- _Exercise description_
Would you please repeat the data that follows, exactly as it reads?

(Stored data entries)

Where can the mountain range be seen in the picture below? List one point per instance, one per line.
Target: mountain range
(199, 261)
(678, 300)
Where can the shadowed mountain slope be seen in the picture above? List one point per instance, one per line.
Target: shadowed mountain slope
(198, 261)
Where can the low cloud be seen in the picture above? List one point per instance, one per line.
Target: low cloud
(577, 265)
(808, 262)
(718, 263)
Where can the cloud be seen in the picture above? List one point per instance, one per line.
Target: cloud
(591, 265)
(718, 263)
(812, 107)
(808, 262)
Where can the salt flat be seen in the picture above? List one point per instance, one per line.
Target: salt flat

- _Task output_
Where can the mountain range be seen in the picture below? List one point per instance, one per line.
Target: mountain range
(199, 261)
(678, 300)
Where can the shadowed mountain slope be seen in the picture above? List one point per instance, one per line.
Target: shadowed mountain slope
(198, 261)
Where can the low cloud be seen in the picture above? List one point per instance, one per line.
Target: low cloud
(577, 265)
(808, 262)
(718, 263)
Where can the cloud be seen in the picture above? List one point per instance, one per line.
Target: cloud
(591, 265)
(718, 263)
(812, 107)
(808, 262)
Where can the salt flat be seen in the picture above? List one point per instance, one per line.
Target: salt flat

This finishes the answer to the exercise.